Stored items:
————

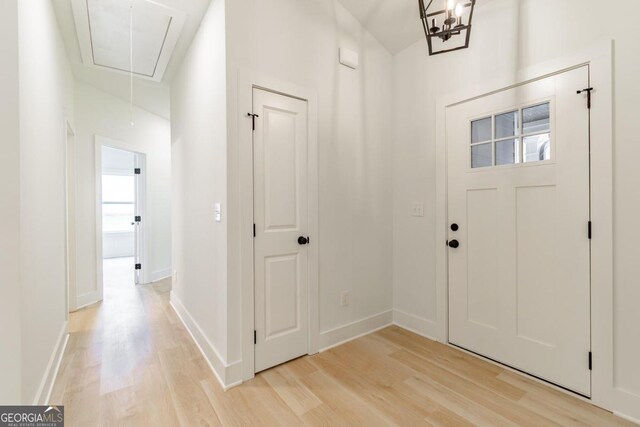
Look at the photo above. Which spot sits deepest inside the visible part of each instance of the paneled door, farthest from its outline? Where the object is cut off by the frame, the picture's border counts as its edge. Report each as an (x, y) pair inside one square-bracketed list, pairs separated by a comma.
[(518, 210), (281, 221)]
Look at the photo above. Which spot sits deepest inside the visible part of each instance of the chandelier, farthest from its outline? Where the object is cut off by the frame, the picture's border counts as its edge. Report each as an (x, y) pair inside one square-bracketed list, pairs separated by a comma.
[(448, 29)]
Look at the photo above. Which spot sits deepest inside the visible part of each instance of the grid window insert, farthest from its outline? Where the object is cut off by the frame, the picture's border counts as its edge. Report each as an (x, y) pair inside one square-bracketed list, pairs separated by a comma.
[(519, 136)]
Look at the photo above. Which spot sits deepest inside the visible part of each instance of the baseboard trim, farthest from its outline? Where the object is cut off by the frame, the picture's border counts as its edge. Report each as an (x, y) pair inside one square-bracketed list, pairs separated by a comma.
[(351, 331), (626, 405), (418, 325), (158, 275), (87, 299), (228, 374), (46, 385)]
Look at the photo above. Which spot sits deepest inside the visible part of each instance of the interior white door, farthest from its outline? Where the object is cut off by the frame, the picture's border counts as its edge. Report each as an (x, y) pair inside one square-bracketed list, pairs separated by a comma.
[(519, 258), (137, 223), (281, 221)]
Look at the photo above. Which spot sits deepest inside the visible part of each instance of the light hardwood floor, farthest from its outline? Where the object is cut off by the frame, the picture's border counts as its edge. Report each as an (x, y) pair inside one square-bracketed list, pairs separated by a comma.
[(130, 361)]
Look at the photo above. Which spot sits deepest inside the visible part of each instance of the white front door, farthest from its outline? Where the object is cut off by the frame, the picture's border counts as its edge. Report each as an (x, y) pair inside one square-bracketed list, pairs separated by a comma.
[(281, 222), (518, 209)]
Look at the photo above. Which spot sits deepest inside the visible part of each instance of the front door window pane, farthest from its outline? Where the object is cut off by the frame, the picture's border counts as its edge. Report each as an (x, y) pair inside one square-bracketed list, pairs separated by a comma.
[(537, 148), (481, 130), (507, 125), (481, 155), (507, 152), (535, 119)]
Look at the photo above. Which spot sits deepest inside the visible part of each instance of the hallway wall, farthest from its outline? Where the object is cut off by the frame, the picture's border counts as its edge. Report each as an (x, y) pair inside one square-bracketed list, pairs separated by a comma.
[(46, 98), (519, 37), (298, 42), (199, 150), (99, 113), (10, 365)]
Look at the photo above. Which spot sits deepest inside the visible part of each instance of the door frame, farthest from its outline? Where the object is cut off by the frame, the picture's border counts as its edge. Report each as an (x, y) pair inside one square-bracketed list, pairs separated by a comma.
[(247, 81), (101, 141), (600, 60), (70, 211)]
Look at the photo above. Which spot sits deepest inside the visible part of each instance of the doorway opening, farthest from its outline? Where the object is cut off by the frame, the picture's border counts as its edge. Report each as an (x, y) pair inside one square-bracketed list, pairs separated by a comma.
[(122, 211)]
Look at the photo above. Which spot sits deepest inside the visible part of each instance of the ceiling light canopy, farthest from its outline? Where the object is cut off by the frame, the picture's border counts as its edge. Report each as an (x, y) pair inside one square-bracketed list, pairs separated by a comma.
[(449, 28)]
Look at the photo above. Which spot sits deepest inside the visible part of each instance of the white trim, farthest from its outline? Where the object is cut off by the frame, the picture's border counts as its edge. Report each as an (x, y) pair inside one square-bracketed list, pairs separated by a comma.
[(600, 60), (158, 275), (247, 81), (418, 325), (626, 417), (228, 374), (43, 395), (87, 299), (101, 141), (81, 19), (354, 330), (71, 302)]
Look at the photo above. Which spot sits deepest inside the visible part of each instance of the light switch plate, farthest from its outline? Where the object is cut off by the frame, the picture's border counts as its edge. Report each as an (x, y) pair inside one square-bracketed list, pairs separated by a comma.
[(417, 209)]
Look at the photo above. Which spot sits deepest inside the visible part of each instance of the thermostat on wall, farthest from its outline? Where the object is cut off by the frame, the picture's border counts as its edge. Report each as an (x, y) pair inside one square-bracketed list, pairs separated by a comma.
[(217, 212), (349, 58)]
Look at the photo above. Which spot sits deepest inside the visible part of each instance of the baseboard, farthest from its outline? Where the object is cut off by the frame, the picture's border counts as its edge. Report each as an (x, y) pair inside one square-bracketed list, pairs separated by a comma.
[(342, 334), (46, 385), (158, 275), (87, 299), (228, 374), (627, 405), (418, 325)]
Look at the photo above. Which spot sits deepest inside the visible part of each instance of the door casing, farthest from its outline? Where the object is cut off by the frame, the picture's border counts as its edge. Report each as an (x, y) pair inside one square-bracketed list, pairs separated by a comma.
[(247, 81), (101, 141), (600, 60)]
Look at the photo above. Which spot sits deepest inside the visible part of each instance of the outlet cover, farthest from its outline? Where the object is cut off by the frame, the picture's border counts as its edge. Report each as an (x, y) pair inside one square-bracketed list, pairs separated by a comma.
[(344, 298), (417, 209)]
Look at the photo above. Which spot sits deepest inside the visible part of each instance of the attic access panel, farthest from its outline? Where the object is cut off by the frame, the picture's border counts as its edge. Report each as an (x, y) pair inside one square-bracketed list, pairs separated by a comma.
[(105, 29)]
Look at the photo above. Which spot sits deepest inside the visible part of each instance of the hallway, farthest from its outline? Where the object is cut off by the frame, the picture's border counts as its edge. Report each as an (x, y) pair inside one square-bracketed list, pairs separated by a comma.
[(130, 361)]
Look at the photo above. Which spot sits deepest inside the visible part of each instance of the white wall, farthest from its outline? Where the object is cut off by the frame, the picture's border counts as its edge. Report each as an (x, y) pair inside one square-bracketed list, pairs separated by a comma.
[(199, 152), (46, 96), (98, 113), (509, 35), (10, 365), (298, 42)]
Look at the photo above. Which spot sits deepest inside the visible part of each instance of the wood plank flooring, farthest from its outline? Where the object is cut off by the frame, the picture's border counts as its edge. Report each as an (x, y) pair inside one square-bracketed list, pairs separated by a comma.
[(130, 361)]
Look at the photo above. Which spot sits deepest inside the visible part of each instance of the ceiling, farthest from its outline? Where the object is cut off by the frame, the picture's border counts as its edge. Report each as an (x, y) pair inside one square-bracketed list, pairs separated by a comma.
[(98, 46), (394, 23)]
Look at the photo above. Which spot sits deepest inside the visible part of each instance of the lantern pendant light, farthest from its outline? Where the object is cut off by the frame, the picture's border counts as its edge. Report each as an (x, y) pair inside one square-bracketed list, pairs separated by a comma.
[(447, 29)]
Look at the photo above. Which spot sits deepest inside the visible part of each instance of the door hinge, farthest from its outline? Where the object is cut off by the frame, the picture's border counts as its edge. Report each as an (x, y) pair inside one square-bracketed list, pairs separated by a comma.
[(253, 120), (588, 90)]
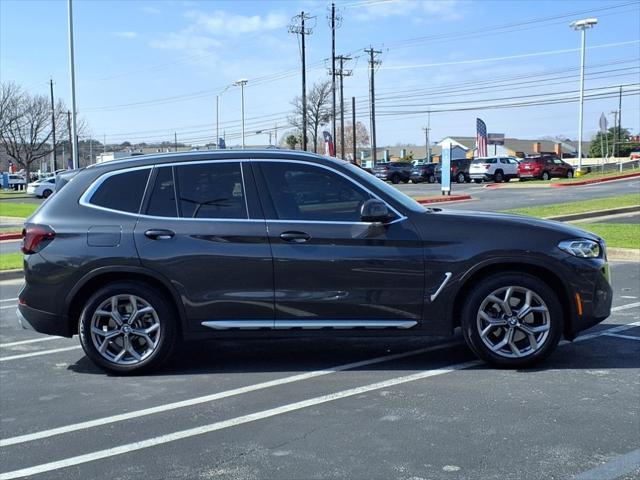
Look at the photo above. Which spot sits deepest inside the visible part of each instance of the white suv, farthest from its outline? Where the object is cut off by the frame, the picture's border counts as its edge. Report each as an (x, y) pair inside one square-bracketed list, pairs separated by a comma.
[(497, 169)]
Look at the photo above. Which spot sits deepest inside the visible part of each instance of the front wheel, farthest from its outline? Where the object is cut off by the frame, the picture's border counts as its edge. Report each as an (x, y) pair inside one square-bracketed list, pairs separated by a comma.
[(512, 320), (127, 327)]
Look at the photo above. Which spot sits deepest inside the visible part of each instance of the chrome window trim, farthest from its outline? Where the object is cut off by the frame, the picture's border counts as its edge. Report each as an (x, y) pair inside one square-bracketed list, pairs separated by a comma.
[(86, 196)]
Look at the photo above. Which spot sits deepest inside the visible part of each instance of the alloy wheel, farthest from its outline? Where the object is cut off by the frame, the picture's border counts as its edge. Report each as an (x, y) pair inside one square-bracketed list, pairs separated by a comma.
[(125, 329), (513, 322)]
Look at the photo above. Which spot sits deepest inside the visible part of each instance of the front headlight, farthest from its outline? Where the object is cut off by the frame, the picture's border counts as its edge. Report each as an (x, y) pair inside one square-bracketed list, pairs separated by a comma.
[(581, 248)]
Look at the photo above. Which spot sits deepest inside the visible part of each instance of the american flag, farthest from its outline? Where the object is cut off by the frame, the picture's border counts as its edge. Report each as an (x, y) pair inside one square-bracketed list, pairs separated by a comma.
[(481, 138)]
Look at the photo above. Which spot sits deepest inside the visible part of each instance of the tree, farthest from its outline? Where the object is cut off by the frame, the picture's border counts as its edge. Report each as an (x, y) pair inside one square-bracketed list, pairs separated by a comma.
[(318, 111), (362, 138), (600, 141)]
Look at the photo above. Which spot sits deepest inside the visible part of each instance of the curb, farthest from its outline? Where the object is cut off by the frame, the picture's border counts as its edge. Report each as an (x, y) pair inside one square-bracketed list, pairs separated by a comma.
[(594, 214), (623, 254), (595, 180), (10, 236), (11, 274), (444, 198)]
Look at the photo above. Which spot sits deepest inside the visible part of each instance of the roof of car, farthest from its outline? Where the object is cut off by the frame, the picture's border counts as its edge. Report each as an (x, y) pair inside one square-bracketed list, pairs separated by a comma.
[(172, 157)]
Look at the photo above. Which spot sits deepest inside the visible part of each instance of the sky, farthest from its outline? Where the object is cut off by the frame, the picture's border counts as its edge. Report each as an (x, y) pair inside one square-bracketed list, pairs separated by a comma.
[(148, 69)]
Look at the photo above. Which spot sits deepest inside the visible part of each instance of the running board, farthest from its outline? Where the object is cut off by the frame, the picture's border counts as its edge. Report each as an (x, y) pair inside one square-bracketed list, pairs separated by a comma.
[(307, 324)]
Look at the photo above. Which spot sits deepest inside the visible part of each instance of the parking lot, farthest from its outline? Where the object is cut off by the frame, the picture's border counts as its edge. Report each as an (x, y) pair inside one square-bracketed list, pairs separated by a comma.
[(352, 408)]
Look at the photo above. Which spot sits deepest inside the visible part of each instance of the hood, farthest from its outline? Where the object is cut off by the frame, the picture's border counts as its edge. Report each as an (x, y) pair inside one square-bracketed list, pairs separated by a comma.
[(509, 221)]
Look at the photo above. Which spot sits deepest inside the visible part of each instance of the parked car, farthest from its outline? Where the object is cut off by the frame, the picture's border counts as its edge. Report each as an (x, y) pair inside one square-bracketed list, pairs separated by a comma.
[(497, 169), (423, 172), (16, 181), (151, 250), (394, 172), (459, 170), (544, 167), (42, 188)]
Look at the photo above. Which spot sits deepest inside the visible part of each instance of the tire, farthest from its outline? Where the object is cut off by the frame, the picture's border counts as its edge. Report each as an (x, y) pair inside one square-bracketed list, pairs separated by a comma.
[(163, 336), (545, 324)]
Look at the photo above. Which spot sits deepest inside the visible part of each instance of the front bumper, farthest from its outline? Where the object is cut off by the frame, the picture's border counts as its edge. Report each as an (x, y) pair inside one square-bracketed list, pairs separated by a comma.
[(42, 322)]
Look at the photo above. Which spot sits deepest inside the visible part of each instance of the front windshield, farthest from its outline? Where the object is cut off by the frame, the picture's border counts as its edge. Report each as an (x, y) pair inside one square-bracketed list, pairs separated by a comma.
[(393, 192)]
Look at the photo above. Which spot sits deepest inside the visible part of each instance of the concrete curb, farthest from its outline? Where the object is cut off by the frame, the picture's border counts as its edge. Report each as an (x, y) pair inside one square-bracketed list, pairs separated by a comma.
[(595, 180), (623, 254), (594, 214), (11, 274), (444, 198)]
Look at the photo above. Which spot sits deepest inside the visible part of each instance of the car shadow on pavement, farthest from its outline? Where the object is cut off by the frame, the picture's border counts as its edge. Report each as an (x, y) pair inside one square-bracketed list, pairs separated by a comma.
[(309, 354)]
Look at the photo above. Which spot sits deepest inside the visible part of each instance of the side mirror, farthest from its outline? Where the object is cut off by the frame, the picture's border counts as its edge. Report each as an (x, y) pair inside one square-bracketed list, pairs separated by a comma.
[(374, 211)]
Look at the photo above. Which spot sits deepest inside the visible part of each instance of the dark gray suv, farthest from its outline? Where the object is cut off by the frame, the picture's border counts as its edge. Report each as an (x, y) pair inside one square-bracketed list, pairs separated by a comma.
[(138, 254)]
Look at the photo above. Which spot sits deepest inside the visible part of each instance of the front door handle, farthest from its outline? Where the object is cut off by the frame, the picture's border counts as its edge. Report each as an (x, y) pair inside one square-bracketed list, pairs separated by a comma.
[(159, 234), (295, 237)]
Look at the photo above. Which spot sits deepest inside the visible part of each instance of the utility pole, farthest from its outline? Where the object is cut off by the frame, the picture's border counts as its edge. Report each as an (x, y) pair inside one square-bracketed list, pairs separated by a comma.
[(53, 128), (353, 123), (372, 99), (342, 73), (299, 29), (72, 131)]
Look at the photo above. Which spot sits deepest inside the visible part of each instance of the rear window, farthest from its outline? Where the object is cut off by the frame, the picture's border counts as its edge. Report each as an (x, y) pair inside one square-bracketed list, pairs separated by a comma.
[(122, 191)]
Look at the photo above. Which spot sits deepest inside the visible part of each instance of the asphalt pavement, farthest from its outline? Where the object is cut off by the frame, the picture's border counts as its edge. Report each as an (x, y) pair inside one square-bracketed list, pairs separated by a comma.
[(345, 408)]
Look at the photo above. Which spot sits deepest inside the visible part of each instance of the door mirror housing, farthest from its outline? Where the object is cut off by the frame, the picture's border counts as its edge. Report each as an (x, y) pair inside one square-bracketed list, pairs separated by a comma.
[(375, 211)]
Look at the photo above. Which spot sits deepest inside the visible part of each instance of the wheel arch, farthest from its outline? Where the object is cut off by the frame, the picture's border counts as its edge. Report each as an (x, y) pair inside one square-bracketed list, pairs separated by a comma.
[(93, 280), (548, 276)]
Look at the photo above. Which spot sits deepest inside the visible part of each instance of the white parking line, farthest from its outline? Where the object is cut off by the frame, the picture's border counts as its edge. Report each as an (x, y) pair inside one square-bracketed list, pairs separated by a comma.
[(233, 422), (626, 337), (163, 439), (33, 340), (37, 354), (216, 396)]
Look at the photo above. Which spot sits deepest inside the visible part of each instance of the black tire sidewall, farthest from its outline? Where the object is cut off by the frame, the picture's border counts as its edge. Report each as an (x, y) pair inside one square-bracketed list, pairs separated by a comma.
[(166, 315), (490, 284)]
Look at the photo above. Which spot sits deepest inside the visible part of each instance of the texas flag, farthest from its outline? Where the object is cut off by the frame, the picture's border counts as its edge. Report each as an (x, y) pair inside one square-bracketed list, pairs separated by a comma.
[(329, 147)]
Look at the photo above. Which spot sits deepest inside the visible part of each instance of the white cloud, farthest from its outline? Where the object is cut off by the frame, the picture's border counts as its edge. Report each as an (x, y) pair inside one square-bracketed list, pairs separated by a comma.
[(126, 34), (427, 10)]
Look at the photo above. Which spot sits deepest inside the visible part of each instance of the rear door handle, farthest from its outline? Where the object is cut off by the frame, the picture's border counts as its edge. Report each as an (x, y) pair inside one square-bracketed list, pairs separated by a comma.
[(295, 237), (159, 234)]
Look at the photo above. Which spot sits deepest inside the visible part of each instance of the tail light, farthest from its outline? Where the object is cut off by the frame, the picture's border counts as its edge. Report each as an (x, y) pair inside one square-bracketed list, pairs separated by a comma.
[(35, 238)]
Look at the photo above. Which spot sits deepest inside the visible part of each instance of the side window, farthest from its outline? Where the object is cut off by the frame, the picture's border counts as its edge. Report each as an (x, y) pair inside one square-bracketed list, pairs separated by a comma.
[(307, 192), (211, 190), (162, 201), (122, 191)]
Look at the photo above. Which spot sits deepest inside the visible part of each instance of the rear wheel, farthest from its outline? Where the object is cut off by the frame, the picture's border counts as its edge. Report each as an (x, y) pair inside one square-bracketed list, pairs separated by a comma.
[(512, 320), (127, 327)]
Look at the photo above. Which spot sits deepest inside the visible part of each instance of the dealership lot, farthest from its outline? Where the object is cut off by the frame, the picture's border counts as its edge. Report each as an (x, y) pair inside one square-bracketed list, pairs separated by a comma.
[(352, 408)]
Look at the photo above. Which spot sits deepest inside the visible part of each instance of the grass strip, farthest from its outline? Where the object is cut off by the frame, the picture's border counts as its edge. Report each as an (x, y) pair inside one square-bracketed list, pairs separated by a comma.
[(591, 205)]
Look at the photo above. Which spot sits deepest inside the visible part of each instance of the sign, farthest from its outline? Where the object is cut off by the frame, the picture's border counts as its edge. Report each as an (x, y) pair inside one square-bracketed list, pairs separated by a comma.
[(495, 139), (446, 170), (603, 123)]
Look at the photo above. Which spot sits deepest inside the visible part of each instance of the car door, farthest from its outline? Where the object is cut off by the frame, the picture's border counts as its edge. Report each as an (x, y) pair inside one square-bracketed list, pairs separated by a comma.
[(330, 268), (203, 230)]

————

• _What to produce_
Can you reproduce, unchanged, the records from the line with "of the lantern" through the line with "[(447, 29)]", including both of those lines?

• _Task result_
Look at the photo above. Which spot sits deepest inside the visible part of each instance of the lantern pendant light, farthest from its outline? Where the object is cut off by the frame, the picture's border counts as its edge. Report each as an (x, y) pair inside one square-bracketed list, pairs separated by a comma.
[(447, 29)]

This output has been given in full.